'''

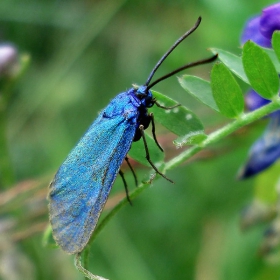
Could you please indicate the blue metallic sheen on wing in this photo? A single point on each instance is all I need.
(83, 182)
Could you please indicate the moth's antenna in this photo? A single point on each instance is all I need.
(189, 65)
(171, 49)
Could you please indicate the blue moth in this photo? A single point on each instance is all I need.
(83, 182)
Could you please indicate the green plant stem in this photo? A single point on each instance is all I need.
(245, 119)
(6, 172)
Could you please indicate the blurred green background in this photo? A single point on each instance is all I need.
(82, 54)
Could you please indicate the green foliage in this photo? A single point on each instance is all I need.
(85, 52)
(260, 70)
(226, 91)
(200, 89)
(276, 43)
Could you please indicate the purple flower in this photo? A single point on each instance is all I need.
(266, 150)
(260, 29)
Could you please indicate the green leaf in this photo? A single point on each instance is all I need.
(266, 183)
(276, 44)
(200, 89)
(272, 55)
(180, 120)
(233, 62)
(226, 91)
(138, 153)
(260, 70)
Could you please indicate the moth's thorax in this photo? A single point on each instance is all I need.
(144, 96)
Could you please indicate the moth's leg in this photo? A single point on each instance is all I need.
(141, 128)
(134, 174)
(166, 108)
(151, 117)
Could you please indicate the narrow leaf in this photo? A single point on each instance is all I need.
(200, 89)
(233, 62)
(180, 120)
(276, 44)
(260, 70)
(226, 91)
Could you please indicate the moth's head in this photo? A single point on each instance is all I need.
(144, 95)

'''

> [Work to do] Can you write out all the rows above again, changing "photo" to "image" wherever it occurs, leaving everything else the same and omitting the pictures?

> [Solution for this problem]
Could you please indicate the blue metallic sheen on wing in this image? A single point on each instance is all I need.
(83, 182)
Could you please indicate the moth's antenna in this image? A single point on each instance is all I need.
(189, 65)
(171, 49)
Could you please indicate the blue moth in this image? A single point on each instance is all I need.
(83, 182)
Could you please indicate the green plant stem in this image? A single point on each instance is all I need.
(245, 119)
(6, 172)
Could you please indicate the blurred green background in this image? A single point on each instance is all I need.
(82, 54)
Could you please indicate the green foliage in this image? A single point on each instance is all I need.
(85, 52)
(260, 70)
(226, 91)
(200, 89)
(276, 43)
Could you please indicate the purple flower in this image? A single point on each instance is all I need.
(266, 150)
(260, 29)
Could you please indicate the green leaf in this image? A single point on each instance is all I need.
(266, 183)
(276, 44)
(200, 89)
(272, 55)
(180, 120)
(233, 62)
(226, 91)
(138, 153)
(260, 70)
Could you please indicate the moth's thorax in this image? A single point on each instance is all I need.
(144, 96)
Could you please indicate the moth's leg in this image? A single point on each instance is all I need.
(141, 128)
(134, 174)
(166, 108)
(151, 117)
Could you please indicate the narrow leaf in this image? A single point on each instance is all I need.
(200, 89)
(233, 62)
(180, 120)
(276, 44)
(260, 70)
(226, 91)
Could you please indicate the moth's head in this image? A single point on each instance is all I need.
(144, 95)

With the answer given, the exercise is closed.